PEDIDO → No trecho sobre acordos em direitos coletivos, qual dispositivo legal é citado como base para limitar a transação?

TRECHO EXTRAÍDO →
A preservação da indisponibilidade dos bens jurídicos coletivos permanece, limitando a transação à “fixação de modalidades e prazos para o cumprimento das obrigações assumidas”, em confirmação à orientação doutrinária e jurisprudencial que vigora atualmente, à luz da previsão contida no art. 5º, § 6º, da Lei de Ação Civil Pública.

A indisponibilidade do direito não será afetada em sua totalidade porque o objeto da transação versará principalmente sobre a maneira da implementação mais rápida do interesse tutelado e ficará prestigiada a instrumentalidade do processo. Assim, faz-se prevalecer o critério finalísco, sendo preferível uma solução negociada, que se apresente idônea e eficaz para resolver o conflito gerado, a uma perseguição obstinada pela via judicial, que pode ser morosa e imprevisível quanto ao seu resultado final.

Se a opção política do Estado direciona-se para a manutenção do instituto no ordenamento pátrio, seja no âmbito da ação civil pública, seja anteriormente, na fase de inquérito civil, a celebração de acordos sobre direitos transindividuais, em meu entender, deve aceitar explicitamente maior grau de amplitude de negociação, para garantia de sua efetividade.

Por versar sobre direitos cujo interesse é fundamentalmente social, qualquer negociação sobre condições procedimentais de obrigações resvala nos contornos materiais da controvérsia e, por esse motivo, faz-se necessária uma regulamentação clara quanto à preponderância do interesse público.

Bem elucida Geisa de Assis Rodrigues, que “a tutela, judicial ou extrajudicial, dos interesses transindividuais quase sempre implica realizações de ‘escolhas políticas’, ante a conflituosidade peculiar a estes direitos. Assim, uma solução técnico-jurídica de proteger em um dado momento um ecossistema pode implicar a erradicação de várias modalidades de atividades econômicas, com repercussões sociais enormes. Em outra situação, preservar um importante patrimônio histórico poder ser incompatível com um novo traçado urbano proposto para soluções de problemas de trânsito. A manutenção de um determinado patrimônio público pode colidir com a concepção de novos modelos de gestão, quiçá mais produtivos. Esses exemplos ilustram o quão tormentoso pode ser a definição do interesse transindividual que deva prevalecer, quando não há uma demonstração normativa clara de qual o interesse que deva ser resguardado.”[33]

Para as situações em que a disposição, ainda que mínima, de parcela dos direitos transindividuais mostra-se inevitável, deveria haver admissão da celebração de ajustamentos de conduta, pois, ao final, caso exista processo judicial, da mesma forma, a sentença condenatória, legitimada pela atuação do magistrado, irá se deparar com idêntica problemática: a concessão de parte do direito disponível na imposição das obrigações viáveis.

DADOS FORNECIDOS →
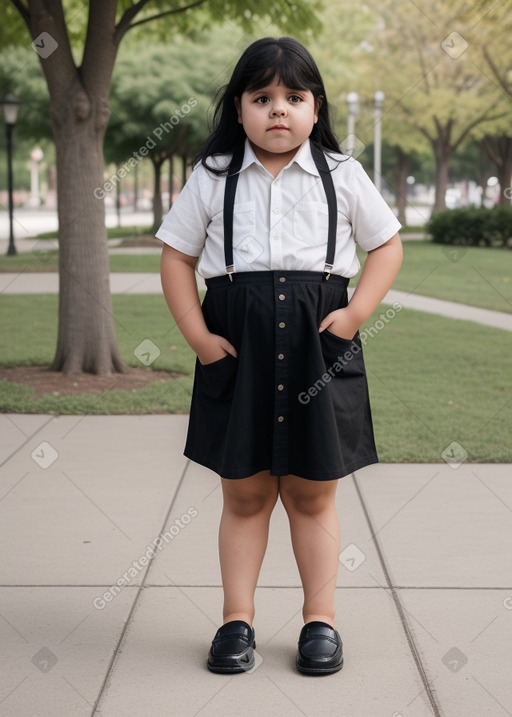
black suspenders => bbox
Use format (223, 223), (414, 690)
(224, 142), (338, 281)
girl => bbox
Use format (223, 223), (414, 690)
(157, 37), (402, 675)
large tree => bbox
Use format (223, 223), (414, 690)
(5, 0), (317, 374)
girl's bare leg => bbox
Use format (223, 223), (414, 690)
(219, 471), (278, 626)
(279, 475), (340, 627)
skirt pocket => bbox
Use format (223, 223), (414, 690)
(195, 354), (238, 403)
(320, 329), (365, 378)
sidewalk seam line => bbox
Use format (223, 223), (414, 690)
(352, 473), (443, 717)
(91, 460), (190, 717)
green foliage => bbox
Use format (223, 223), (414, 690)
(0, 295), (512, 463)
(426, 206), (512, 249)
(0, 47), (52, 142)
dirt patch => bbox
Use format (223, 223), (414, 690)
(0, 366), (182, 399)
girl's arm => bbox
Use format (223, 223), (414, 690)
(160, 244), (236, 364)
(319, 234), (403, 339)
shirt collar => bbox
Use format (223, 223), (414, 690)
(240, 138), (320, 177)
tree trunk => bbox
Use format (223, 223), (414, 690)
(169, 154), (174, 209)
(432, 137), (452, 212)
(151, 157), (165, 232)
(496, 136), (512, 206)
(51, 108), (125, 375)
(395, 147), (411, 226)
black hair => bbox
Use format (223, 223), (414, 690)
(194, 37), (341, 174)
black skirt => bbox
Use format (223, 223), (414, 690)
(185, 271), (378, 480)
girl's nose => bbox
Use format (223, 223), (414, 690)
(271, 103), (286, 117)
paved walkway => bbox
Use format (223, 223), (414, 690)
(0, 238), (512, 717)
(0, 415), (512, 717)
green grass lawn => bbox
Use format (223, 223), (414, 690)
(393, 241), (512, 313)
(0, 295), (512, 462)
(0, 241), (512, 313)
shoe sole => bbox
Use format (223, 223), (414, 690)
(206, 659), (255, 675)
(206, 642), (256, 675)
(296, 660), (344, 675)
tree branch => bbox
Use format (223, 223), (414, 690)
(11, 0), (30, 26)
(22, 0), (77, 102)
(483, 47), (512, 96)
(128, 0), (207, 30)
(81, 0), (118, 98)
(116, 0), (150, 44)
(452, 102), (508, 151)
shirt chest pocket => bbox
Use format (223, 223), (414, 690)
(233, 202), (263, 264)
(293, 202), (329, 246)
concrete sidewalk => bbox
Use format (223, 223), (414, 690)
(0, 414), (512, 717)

---

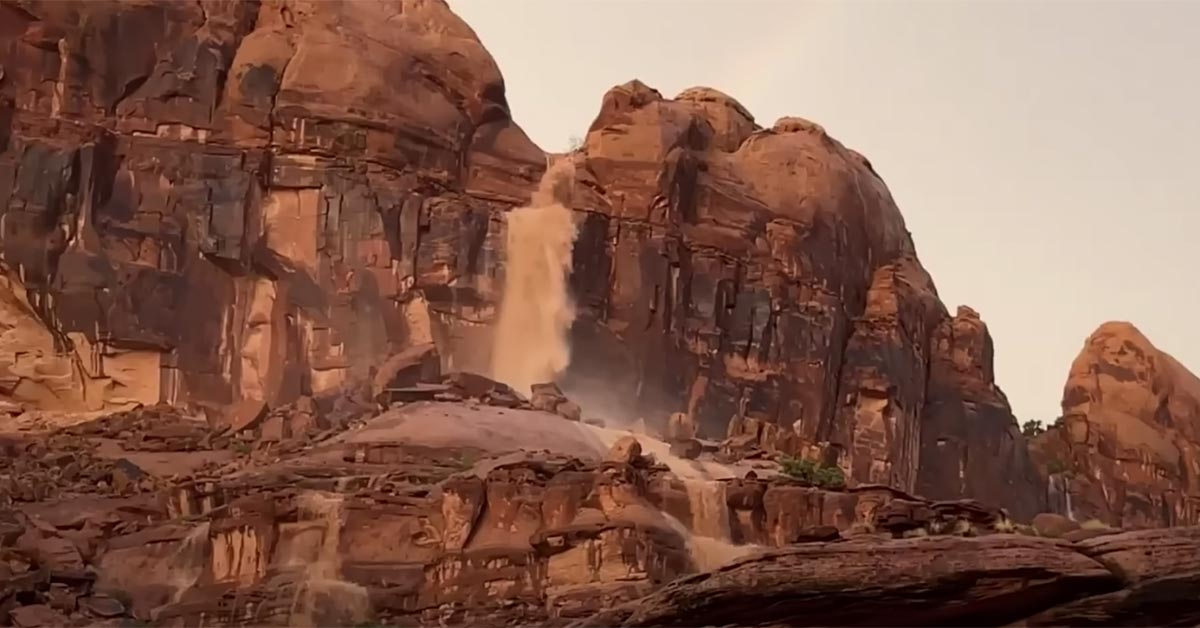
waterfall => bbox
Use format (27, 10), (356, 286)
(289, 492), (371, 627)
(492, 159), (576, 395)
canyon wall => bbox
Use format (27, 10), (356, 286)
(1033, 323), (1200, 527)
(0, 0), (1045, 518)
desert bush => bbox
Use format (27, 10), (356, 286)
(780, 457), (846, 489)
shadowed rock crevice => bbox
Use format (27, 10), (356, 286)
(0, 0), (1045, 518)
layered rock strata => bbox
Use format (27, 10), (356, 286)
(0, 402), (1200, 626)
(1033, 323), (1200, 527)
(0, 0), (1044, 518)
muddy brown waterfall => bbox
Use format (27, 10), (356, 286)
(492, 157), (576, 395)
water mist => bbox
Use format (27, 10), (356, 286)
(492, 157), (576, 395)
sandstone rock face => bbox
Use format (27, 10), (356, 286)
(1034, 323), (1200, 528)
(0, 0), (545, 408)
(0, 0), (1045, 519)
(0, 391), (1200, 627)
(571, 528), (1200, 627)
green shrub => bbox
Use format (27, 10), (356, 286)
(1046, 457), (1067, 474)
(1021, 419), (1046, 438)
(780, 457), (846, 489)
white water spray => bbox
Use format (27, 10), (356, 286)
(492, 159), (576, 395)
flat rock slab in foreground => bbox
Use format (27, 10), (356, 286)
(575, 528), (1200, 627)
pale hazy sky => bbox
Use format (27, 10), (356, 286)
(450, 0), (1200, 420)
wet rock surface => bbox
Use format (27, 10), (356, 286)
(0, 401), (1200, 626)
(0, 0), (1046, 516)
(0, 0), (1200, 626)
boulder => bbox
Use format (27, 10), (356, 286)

RESPOSTA COMPLETA → O art. 5º, § 6º, da Lei de Ação Civil Pública.